● DIRECTIONS: Please render all of the data below as a Markdown table with two columns, Row and Line, where each line gets its own row number and blank lines are left out.

┄┄┄┄┄┄┄┄┄┄

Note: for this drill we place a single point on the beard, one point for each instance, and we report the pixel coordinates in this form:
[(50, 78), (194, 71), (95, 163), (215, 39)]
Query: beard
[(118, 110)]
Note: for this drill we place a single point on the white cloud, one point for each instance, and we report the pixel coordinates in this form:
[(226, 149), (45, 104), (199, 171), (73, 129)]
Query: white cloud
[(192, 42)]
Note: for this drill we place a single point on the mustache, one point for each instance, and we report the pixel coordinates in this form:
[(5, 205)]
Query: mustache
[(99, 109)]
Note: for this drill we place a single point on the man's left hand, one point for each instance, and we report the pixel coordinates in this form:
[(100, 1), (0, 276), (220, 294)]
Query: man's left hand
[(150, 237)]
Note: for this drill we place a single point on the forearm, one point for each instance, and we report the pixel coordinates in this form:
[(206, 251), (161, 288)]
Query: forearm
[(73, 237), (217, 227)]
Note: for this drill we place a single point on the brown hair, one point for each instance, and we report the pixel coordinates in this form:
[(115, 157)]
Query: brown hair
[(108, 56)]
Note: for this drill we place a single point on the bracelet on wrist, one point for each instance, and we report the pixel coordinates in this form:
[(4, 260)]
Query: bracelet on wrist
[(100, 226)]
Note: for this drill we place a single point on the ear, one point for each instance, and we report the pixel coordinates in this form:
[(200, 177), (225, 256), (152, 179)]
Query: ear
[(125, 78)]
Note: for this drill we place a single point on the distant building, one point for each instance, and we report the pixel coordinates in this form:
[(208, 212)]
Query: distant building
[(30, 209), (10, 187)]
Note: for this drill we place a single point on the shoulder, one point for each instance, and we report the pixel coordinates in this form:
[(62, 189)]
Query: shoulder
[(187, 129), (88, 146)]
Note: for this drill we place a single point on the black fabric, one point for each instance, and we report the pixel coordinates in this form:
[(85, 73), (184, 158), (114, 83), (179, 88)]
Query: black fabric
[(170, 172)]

┄┄┄┄┄┄┄┄┄┄

● RESULT FOR THIS EXERCISE:
| Row | Line |
|---|---|
| 1 | Note: for this drill we place a single point on the beard, one point for each instance, and we report the pixel coordinates in this form: |
| 2 | [(50, 78), (194, 71), (95, 163), (215, 39)] |
| 3 | Query: beard |
| 4 | [(118, 110)] |
| 5 | Note: for this drill we place a single point on the white cloud, one point for each instance, and we report the pixel coordinates in this form: |
| 6 | [(226, 149), (45, 104), (199, 171), (73, 129)] |
| 7 | Query: white cloud |
| 8 | [(192, 42)] |
| 9 | Note: for this drill we place a single point on the mustache, one point for each instance, and we report the pixel coordinates in this form: |
| 10 | [(5, 205)] |
| 11 | Query: mustache |
| 12 | [(99, 109)] |
| 13 | Note: for this drill we place a single point on the man's left hand, one point for each instance, and we report the pixel coordinates in this form: |
| 14 | [(100, 1), (0, 276), (220, 294)] |
| 15 | Query: man's left hand |
| 16 | [(150, 237)] |
| 17 | Note: for this drill we place a single point on the forearm, one point for each instance, and we report the pixel coordinates in this form: |
| 18 | [(206, 251), (161, 288)] |
| 19 | Query: forearm |
| 20 | [(73, 237), (217, 227)] |
| 21 | Note: for this drill we place a single point on the brown hair, one point for each instance, and we report the pixel coordinates in this form: |
| 22 | [(115, 157)] |
| 23 | Query: brown hair |
| 24 | [(108, 56)] |
| 25 | Note: for this drill we place a single point on the bracelet on wrist, one point for each instance, and we report the pixel coordinates in this form: |
| 26 | [(4, 260)] |
| 27 | Query: bracelet on wrist |
| 28 | [(100, 226)] |
| 29 | Note: for this drill we place a single point on the ear, one point for each instance, and we report the pixel coordinates in this form: |
| 30 | [(200, 177), (225, 256), (152, 179)] |
| 31 | Query: ear |
| 32 | [(125, 78)] |
| 33 | Note: for this drill we place a single point on the distant building, one point for each instance, and we report the pixel coordinates in this form: |
| 34 | [(208, 212)] |
| 35 | Query: distant building |
| 36 | [(30, 209), (10, 187)] |
| 37 | Note: for this drill we place a single point on the shoulder, one point for each instance, and we report the pixel coordinates in this form: |
| 38 | [(62, 189)] |
| 39 | Query: shoulder |
| 40 | [(187, 129), (88, 146)] |
| 41 | Note: for this drill we place a single point on the black fabric, one point for each instance, and we report the pixel coordinates in this form: |
| 42 | [(85, 73), (184, 158), (114, 83), (179, 88)] |
| 43 | Query: black fabric |
| 44 | [(170, 172)] |